(Data records)
===============

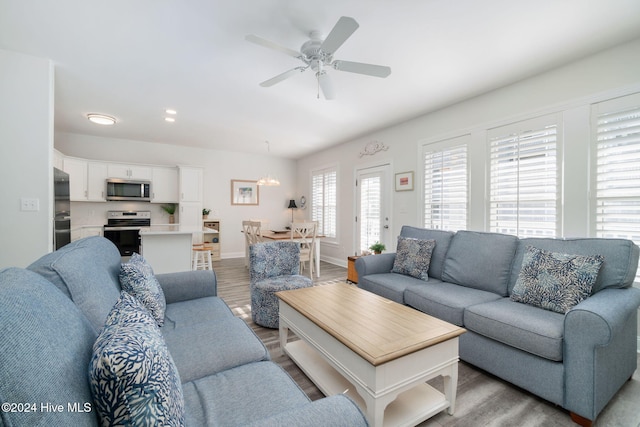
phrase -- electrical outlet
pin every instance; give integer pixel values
(28, 204)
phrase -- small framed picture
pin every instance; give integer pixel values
(404, 181)
(244, 192)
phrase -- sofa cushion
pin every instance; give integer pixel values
(413, 257)
(136, 277)
(221, 399)
(388, 285)
(445, 301)
(442, 238)
(555, 281)
(480, 260)
(44, 351)
(528, 328)
(617, 271)
(206, 348)
(133, 378)
(86, 271)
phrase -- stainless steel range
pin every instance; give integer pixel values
(123, 229)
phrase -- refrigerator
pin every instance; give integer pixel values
(62, 209)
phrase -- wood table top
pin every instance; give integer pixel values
(377, 329)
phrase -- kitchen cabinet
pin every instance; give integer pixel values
(97, 173)
(77, 170)
(164, 185)
(118, 170)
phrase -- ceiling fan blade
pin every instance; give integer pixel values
(326, 85)
(272, 45)
(339, 34)
(362, 68)
(281, 77)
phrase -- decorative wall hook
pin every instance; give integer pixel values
(372, 148)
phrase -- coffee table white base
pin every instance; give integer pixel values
(394, 393)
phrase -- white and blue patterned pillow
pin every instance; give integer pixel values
(555, 281)
(137, 278)
(413, 257)
(134, 380)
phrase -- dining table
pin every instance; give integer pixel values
(286, 235)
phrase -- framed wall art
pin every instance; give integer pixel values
(404, 181)
(244, 192)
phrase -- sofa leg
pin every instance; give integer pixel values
(581, 420)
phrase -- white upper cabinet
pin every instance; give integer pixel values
(117, 170)
(164, 185)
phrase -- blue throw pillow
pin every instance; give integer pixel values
(413, 257)
(137, 278)
(134, 380)
(555, 281)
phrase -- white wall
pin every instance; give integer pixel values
(220, 167)
(568, 91)
(26, 141)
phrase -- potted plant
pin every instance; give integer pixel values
(377, 247)
(171, 210)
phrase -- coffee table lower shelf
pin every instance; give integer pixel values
(408, 409)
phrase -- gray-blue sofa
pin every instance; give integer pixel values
(52, 312)
(578, 359)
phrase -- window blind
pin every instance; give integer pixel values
(524, 178)
(618, 174)
(324, 201)
(445, 188)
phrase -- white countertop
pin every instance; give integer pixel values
(173, 229)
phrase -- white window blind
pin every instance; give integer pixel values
(370, 217)
(445, 188)
(524, 187)
(617, 200)
(324, 201)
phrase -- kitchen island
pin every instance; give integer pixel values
(168, 248)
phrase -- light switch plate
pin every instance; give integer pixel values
(29, 204)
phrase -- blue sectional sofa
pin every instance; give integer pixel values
(52, 312)
(577, 359)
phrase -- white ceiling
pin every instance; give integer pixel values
(132, 59)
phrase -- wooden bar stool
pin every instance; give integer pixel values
(201, 256)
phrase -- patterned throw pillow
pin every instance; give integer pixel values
(136, 277)
(413, 257)
(555, 281)
(134, 380)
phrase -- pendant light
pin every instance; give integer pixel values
(269, 181)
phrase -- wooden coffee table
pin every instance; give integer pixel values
(378, 352)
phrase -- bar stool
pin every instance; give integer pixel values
(201, 256)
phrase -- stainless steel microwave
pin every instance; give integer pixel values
(126, 189)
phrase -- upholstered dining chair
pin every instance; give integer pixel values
(273, 267)
(305, 234)
(252, 234)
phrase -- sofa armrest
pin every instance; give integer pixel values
(188, 285)
(600, 349)
(336, 410)
(375, 264)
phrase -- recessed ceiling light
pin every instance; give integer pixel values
(101, 119)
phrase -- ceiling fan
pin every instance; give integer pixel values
(317, 54)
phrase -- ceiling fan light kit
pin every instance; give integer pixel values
(317, 54)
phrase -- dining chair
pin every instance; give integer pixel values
(305, 234)
(252, 234)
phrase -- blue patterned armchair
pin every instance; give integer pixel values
(273, 267)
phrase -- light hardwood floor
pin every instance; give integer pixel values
(483, 400)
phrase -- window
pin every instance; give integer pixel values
(524, 182)
(324, 185)
(445, 187)
(617, 169)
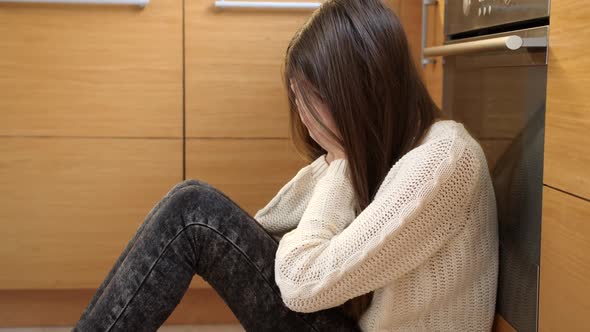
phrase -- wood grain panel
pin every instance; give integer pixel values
(567, 147)
(249, 171)
(77, 70)
(564, 296)
(501, 325)
(69, 206)
(410, 13)
(64, 307)
(234, 70)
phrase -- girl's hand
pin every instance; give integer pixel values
(335, 151)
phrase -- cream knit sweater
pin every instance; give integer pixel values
(427, 244)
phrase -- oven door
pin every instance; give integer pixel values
(499, 95)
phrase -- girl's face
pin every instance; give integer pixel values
(314, 128)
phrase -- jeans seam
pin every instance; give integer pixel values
(166, 248)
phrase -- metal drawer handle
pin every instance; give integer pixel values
(267, 4)
(140, 3)
(508, 43)
(425, 4)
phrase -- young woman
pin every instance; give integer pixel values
(391, 227)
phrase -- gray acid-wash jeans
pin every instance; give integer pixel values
(197, 229)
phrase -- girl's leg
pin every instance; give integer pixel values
(198, 229)
(131, 243)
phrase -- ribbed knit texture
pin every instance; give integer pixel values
(427, 244)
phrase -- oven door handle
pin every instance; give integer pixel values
(507, 43)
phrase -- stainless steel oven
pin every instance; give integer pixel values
(495, 77)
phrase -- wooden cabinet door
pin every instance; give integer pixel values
(234, 61)
(565, 266)
(69, 206)
(249, 171)
(567, 140)
(79, 70)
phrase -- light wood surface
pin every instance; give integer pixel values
(564, 296)
(78, 70)
(249, 171)
(410, 13)
(64, 307)
(69, 206)
(567, 146)
(501, 325)
(234, 67)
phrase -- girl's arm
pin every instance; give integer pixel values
(284, 211)
(333, 256)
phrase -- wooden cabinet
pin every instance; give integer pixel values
(69, 206)
(564, 296)
(567, 141)
(234, 64)
(100, 71)
(565, 266)
(91, 137)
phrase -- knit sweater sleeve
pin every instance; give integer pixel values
(333, 256)
(285, 209)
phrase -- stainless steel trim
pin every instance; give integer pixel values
(507, 43)
(140, 3)
(425, 4)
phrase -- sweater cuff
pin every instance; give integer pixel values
(319, 167)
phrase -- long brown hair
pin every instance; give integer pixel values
(354, 56)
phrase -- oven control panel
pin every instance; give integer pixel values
(468, 15)
(482, 7)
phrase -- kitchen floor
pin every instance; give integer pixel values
(172, 328)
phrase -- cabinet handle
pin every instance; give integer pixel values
(508, 43)
(267, 4)
(425, 4)
(140, 3)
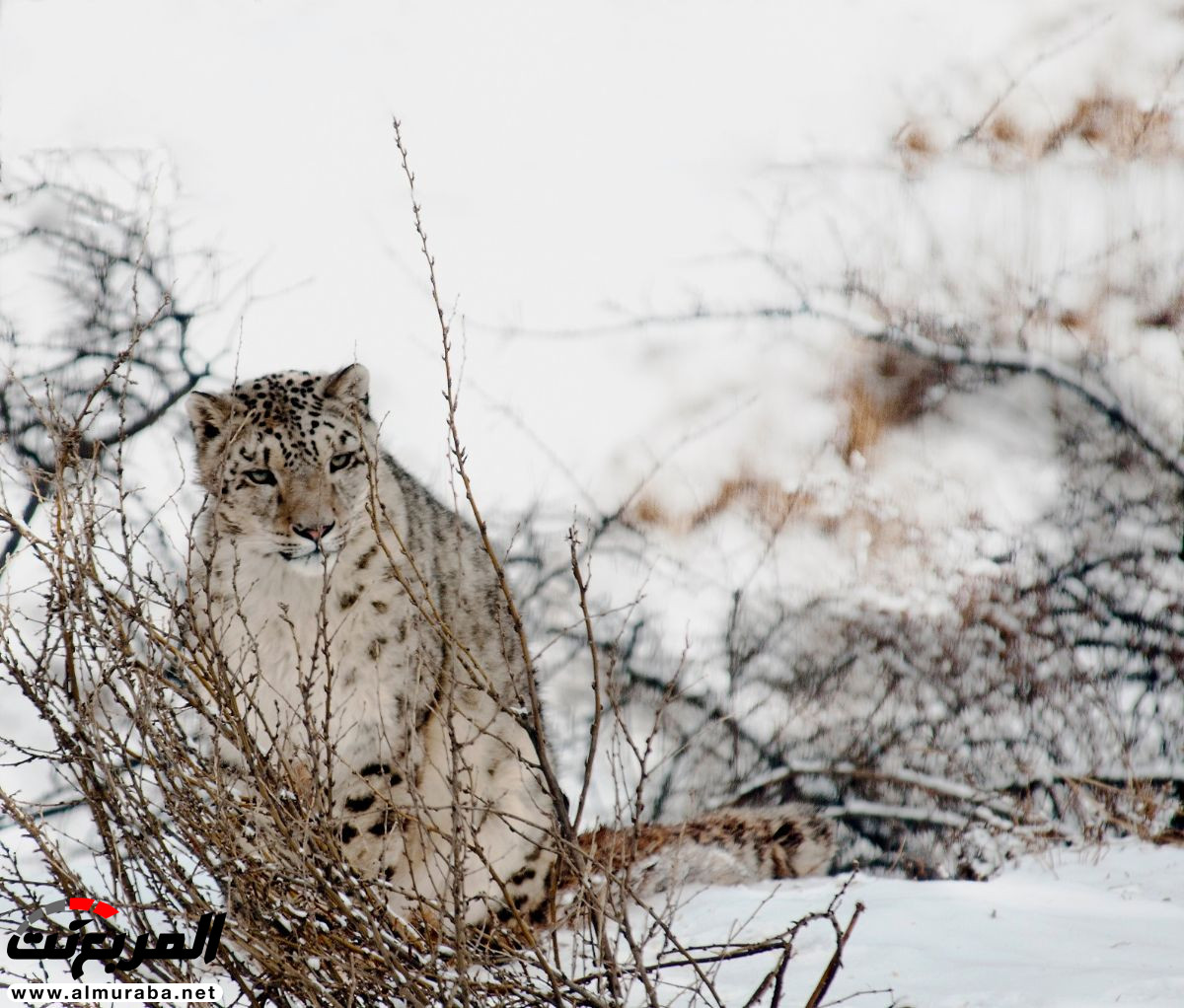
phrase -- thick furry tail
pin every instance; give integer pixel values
(729, 846)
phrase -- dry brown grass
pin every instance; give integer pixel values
(888, 390)
(764, 499)
(1117, 125)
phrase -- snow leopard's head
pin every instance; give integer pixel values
(284, 458)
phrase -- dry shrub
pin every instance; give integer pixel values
(1118, 126)
(128, 703)
(916, 147)
(763, 499)
(887, 390)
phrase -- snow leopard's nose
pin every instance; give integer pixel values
(317, 533)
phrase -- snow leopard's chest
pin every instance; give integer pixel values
(349, 642)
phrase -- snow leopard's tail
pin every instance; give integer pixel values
(729, 846)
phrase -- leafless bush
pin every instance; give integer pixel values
(127, 706)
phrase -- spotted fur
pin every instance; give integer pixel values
(303, 587)
(321, 563)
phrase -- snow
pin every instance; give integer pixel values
(583, 171)
(1066, 930)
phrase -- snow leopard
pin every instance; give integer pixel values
(342, 594)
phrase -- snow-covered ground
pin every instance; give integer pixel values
(581, 171)
(1067, 930)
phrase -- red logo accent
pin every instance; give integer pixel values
(95, 905)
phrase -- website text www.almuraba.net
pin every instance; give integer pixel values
(113, 993)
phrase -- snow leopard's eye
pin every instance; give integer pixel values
(264, 477)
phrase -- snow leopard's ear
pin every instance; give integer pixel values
(207, 415)
(349, 385)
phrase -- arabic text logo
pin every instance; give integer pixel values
(47, 941)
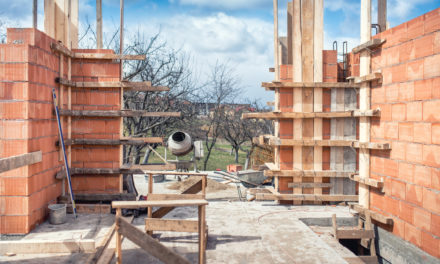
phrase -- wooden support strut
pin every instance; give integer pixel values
(118, 113)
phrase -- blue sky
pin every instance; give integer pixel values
(237, 31)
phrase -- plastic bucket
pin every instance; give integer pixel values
(57, 214)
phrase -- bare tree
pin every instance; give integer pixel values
(221, 88)
(240, 132)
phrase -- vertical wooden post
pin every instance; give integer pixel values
(317, 77)
(49, 17)
(118, 238)
(202, 231)
(382, 14)
(99, 24)
(364, 104)
(121, 124)
(204, 184)
(277, 91)
(297, 92)
(35, 14)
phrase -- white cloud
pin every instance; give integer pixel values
(227, 4)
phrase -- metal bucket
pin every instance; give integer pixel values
(57, 214)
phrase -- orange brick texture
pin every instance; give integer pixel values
(27, 72)
(330, 74)
(409, 99)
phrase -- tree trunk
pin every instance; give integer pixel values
(236, 154)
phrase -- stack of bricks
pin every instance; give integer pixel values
(28, 69)
(409, 99)
(330, 74)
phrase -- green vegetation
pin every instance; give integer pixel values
(219, 159)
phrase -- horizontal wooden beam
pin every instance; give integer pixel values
(14, 162)
(117, 113)
(307, 197)
(58, 47)
(294, 115)
(123, 170)
(135, 142)
(370, 45)
(341, 85)
(375, 76)
(354, 234)
(327, 143)
(309, 185)
(144, 169)
(367, 181)
(374, 215)
(168, 203)
(174, 196)
(149, 244)
(308, 173)
(155, 224)
(30, 246)
(130, 86)
(98, 197)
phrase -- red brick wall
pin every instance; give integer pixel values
(27, 72)
(409, 98)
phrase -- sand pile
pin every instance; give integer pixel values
(213, 185)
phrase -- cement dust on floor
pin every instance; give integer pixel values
(239, 232)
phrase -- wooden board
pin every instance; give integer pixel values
(354, 234)
(124, 141)
(18, 161)
(307, 197)
(147, 243)
(300, 84)
(155, 224)
(307, 173)
(368, 44)
(118, 113)
(317, 114)
(167, 203)
(47, 246)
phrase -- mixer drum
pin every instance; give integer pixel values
(180, 143)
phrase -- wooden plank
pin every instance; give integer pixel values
(149, 167)
(370, 182)
(374, 215)
(47, 246)
(167, 203)
(309, 185)
(99, 24)
(14, 162)
(365, 101)
(108, 56)
(132, 86)
(307, 197)
(354, 234)
(156, 224)
(99, 197)
(118, 113)
(300, 84)
(375, 76)
(318, 92)
(195, 188)
(93, 258)
(174, 196)
(89, 208)
(382, 14)
(176, 173)
(328, 143)
(124, 141)
(307, 173)
(292, 115)
(368, 44)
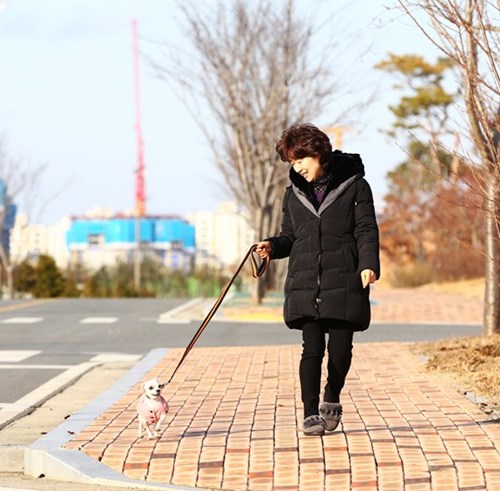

===============

Description of the task — Locate every line in the data above that contains the word "knit", matching case, and copy each such line.

Solved exercise —
phrase -- cream knit sweater
phrase -- ribbed knit texture
phrase -- knit sweater sleeve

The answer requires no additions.